*** Opening Source document ***

In theory, I know how to not have ADHD. The problems start when I move from knowing to doing.
I know I’ll regret it if I procrastinate. I know I need to pay attention. I know to listen to what other people have to say and not to interrupt them. And I know that if I don’t leave soon, I’m going to be late.
But when you have ADHD, the gap between what you know and what you do gets bigger. Taking what you know and turning it into action requires self-control, self-regulation and executive functions, all of which are impaired in ADHD.
Being unable to efficiently turn knowledge into action can make it hard to learn from your mistakes. We do something impulsive and counterproductive, then we think “I’ll never do that again.” And then we wake up the next morning and do it again.
Because of the knowing-doing gap, managing ADHD is sometimes like spinning your wheels frantically, trying to gain traction with different coping techniques, but not really getting anywhere. You know that such-and-such coping technique would help with such-and-such symptom, but when it comes time to actually implement that coping technique, the knowing-doing disconnect kicks in.

*** Closing Source document ***
*** Opening Given entries ***

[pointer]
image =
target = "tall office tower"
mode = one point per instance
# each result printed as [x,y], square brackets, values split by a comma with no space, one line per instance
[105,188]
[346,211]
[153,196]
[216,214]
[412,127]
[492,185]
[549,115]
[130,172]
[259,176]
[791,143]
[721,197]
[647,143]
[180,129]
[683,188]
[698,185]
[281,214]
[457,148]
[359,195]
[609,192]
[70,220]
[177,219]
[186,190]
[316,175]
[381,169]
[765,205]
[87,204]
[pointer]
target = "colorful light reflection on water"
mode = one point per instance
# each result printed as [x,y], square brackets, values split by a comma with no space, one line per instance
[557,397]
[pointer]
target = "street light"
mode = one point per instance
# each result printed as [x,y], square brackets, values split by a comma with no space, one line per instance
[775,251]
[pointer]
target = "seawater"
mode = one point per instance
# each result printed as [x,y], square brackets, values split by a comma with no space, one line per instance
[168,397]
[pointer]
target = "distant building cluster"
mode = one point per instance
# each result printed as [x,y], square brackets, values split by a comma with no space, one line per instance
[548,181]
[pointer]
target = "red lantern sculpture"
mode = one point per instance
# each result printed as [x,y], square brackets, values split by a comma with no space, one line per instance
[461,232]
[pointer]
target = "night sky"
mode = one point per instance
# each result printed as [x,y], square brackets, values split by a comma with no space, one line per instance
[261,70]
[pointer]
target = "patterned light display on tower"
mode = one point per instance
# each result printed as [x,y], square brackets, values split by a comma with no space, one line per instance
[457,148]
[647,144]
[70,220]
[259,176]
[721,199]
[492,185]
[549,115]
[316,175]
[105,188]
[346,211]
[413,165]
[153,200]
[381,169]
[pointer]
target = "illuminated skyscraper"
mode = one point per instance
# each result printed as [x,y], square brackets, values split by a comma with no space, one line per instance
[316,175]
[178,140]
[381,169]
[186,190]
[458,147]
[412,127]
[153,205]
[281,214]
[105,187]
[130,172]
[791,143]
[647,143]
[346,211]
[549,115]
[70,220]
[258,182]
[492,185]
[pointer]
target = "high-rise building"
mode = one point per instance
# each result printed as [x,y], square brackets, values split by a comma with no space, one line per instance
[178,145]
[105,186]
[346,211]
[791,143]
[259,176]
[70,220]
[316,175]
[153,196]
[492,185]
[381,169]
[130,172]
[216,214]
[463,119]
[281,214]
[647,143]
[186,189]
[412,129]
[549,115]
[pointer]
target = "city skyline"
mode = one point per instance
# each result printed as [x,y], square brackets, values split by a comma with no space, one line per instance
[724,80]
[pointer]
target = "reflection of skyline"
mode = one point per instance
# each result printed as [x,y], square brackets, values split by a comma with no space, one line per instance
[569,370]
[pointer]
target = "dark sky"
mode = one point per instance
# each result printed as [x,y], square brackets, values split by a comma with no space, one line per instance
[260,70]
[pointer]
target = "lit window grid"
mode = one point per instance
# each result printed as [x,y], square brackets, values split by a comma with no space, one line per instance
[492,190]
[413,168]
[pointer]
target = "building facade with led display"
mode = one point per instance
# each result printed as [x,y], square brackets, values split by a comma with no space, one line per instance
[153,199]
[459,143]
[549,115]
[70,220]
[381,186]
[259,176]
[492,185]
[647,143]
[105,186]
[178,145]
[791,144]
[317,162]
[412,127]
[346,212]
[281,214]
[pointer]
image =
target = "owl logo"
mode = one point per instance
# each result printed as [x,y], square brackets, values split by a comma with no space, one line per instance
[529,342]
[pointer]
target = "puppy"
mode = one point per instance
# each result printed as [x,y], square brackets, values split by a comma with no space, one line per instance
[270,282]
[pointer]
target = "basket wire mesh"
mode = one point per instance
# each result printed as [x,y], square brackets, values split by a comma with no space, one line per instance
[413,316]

*** Closing Given entries ***

Problems to work on:
A – In the piece on ADHD, rewrite the passage from "But when you" up to and including "do it again.", substituting "reckless" for "impulsive".
B – Answer these questions from the piece on ADHD:
(i) What does the writer know will happen if they don't leave soon?
(ii) Which three abilities does the piece say are needed to turn knowledge into action?
(iii) What does the piece compare managing ADHD to?
C – Continue the piece on ADHD and the knowing-doing gap from its last sentence.

Answers provided:
A –
But when you have ADHD, the gap between what you know and what you do gets bigger. Taking what you know and turning it into action requires self-control, self-regulation and executive functions, all of which are impaired in ADHD.
Being unable to efficiently turn knowledge into action can make it hard to learn from your mistakes. We do something reckless and counterproductive, then we think “I’ll never do that again.” And then we wake up the next morning and do it again.

B –
(i) They will be late.
(ii) Self-control, self-regulation and executive functions.
(iii) Spinning your wheels frantically, trying to gain traction with different coping techniques but not really getting anywhere.

C –
At times, there’s something circular about trying to manage ADHD while dealing with this discrepancy between theory and practice. I know that of all the things I want to get done, I’ll never get around to most of them if I don’t sit down in advance and parcel out time in my schedule for them. But then, sitting down and planning out my schedule becomes one of those unscheduled things I just never quite get around to.
The yawning chasm between what you know and what you actually do can show up in all parts of life with ADHD. I’d guess that most people with ADHD have been described as performing “below their potential” at some point in their studies or their careers. And while everyone impulsively says things they know not to say in relationships and social interactions, people with ADHD have probably perfected the art form.
In a way, the distance between what you know and what you do might be a good proxy for measuring how much ADHD is impacting your life and how well your treatment is working. The bigger the discrepancy, the less under control your symptoms are. And the more the gap starts to close, the better you treatment is working.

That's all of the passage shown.